> _Aim of the task_
Extract each line of the data and write it out again exactly.
— Begin —
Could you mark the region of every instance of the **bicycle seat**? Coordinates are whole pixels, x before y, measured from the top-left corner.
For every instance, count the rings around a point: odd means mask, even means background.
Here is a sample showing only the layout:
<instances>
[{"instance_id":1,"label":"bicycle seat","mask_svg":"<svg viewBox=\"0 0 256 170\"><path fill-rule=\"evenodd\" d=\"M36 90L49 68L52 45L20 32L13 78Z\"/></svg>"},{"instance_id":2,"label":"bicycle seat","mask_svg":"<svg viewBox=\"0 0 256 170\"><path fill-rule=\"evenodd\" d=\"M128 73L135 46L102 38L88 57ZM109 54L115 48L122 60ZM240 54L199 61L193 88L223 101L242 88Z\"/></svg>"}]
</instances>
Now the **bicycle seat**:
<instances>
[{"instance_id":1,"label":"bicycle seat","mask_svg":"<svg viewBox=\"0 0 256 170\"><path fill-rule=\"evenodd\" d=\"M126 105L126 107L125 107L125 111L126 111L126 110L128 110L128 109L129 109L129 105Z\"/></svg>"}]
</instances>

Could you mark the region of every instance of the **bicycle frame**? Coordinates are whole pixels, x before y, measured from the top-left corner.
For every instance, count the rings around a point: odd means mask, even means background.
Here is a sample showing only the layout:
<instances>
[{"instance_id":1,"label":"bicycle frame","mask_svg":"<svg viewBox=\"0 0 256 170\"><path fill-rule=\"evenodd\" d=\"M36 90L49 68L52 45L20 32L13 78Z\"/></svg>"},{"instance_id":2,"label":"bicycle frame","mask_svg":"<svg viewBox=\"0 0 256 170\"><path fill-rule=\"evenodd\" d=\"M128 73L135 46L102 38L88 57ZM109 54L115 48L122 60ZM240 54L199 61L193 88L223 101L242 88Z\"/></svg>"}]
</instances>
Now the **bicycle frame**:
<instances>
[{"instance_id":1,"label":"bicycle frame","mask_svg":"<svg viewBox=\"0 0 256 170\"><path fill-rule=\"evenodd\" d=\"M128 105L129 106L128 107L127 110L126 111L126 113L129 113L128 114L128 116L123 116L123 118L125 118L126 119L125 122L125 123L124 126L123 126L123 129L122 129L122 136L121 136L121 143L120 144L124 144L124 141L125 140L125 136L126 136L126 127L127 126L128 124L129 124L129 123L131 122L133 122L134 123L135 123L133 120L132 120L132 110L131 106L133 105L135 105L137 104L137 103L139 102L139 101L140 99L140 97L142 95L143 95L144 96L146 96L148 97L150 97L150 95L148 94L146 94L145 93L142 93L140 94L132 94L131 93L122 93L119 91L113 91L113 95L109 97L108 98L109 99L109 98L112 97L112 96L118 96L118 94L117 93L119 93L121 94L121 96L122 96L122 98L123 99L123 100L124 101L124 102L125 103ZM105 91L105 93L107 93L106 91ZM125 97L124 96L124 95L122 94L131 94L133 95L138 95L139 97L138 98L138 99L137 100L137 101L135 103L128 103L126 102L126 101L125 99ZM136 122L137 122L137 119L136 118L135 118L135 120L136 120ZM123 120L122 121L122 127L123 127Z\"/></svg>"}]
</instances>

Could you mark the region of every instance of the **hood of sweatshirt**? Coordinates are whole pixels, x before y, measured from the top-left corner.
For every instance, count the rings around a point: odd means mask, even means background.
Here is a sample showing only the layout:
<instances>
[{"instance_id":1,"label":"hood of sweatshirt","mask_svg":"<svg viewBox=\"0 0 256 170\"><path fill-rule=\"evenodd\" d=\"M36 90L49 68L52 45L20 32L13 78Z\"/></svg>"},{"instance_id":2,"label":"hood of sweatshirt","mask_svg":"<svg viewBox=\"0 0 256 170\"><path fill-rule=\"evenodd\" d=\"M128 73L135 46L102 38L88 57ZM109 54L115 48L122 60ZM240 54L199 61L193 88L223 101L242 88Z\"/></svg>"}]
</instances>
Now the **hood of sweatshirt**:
— End —
> _Solution below_
Could you mark the region of every instance of the **bicycle seat**? Coordinates are whole pixels, x before y, measured from the top-left corner.
For every instance, count the rings around a point: odd means mask, even means background.
Here is a sample showing only the layout:
<instances>
[{"instance_id":1,"label":"bicycle seat","mask_svg":"<svg viewBox=\"0 0 256 170\"><path fill-rule=\"evenodd\" d=\"M36 90L49 68L52 45L20 32L13 78Z\"/></svg>"},{"instance_id":2,"label":"bicycle seat","mask_svg":"<svg viewBox=\"0 0 256 170\"><path fill-rule=\"evenodd\" d=\"M128 73L135 46L102 38L88 57ZM109 54L115 48L122 60ZM240 54L199 61L193 88L223 101L242 88Z\"/></svg>"}]
</instances>
Now the **bicycle seat**:
<instances>
[{"instance_id":1,"label":"bicycle seat","mask_svg":"<svg viewBox=\"0 0 256 170\"><path fill-rule=\"evenodd\" d=\"M126 105L126 107L125 107L125 111L126 111L126 110L128 110L128 109L129 109L129 105Z\"/></svg>"}]
</instances>

Could you mark the region of every instance of the **bicycle frame**? Coordinates are whole pixels, x before y, measured from the top-left corner.
For every instance, count the rings around a point: odd means mask, even means background.
Here is a sample showing only the layout:
<instances>
[{"instance_id":1,"label":"bicycle frame","mask_svg":"<svg viewBox=\"0 0 256 170\"><path fill-rule=\"evenodd\" d=\"M36 90L49 68L52 45L20 32L13 78Z\"/></svg>"},{"instance_id":2,"label":"bicycle frame","mask_svg":"<svg viewBox=\"0 0 256 170\"><path fill-rule=\"evenodd\" d=\"M128 73L135 46L102 38L88 57ZM109 54L115 48L122 60ZM240 54L199 61L193 88L223 101L242 88Z\"/></svg>"}]
</instances>
Now the **bicycle frame**:
<instances>
[{"instance_id":1,"label":"bicycle frame","mask_svg":"<svg viewBox=\"0 0 256 170\"><path fill-rule=\"evenodd\" d=\"M128 105L129 106L128 107L127 110L126 111L126 113L129 113L128 114L128 116L123 116L123 118L125 118L126 119L125 122L125 123L124 126L123 126L123 129L122 129L122 136L121 136L121 143L120 144L124 144L124 141L125 140L125 136L126 136L126 127L127 126L128 124L129 124L129 123L131 122L133 122L134 123L135 123L133 120L132 120L132 110L131 106L133 105L135 105L137 104L137 103L139 102L139 101L140 99L140 97L142 95L143 95L144 96L146 96L148 97L150 97L150 95L148 94L146 94L145 93L142 93L140 94L132 94L131 93L122 93L119 91L113 91L113 95L109 97L108 98L109 99L109 98L112 97L112 96L118 96L118 94L117 93L119 93L121 94L121 96L122 96L122 98L123 99L123 100L124 101L124 102L125 103ZM105 91L105 93L107 93L106 91ZM125 97L124 96L124 95L122 94L131 94L133 95L138 95L139 97L138 98L138 99L137 100L137 101L135 103L128 103L126 102L126 101L125 99ZM136 122L137 122L137 119L136 118L135 118L135 120L136 120ZM123 120L122 121L122 127L123 127Z\"/></svg>"}]
</instances>

Could you mark the region of every instance of the **hood of sweatshirt**? Coordinates are whole pixels, x before y, measured from the top-left corner.
For every instance, count the rings around a point: odd means mask, even means background.
Here is a sample showing only the layout:
<instances>
[{"instance_id":1,"label":"hood of sweatshirt","mask_svg":"<svg viewBox=\"0 0 256 170\"><path fill-rule=\"evenodd\" d=\"M36 90L49 68L52 45L20 32L13 78Z\"/></svg>"},{"instance_id":2,"label":"hood of sweatshirt","mask_svg":"<svg viewBox=\"0 0 256 170\"><path fill-rule=\"evenodd\" d=\"M128 73L135 46L102 38L88 57ZM109 54L115 48L122 60ZM240 54L199 61L193 88L223 101L242 88Z\"/></svg>"}]
</instances>
Now the **hood of sweatshirt**:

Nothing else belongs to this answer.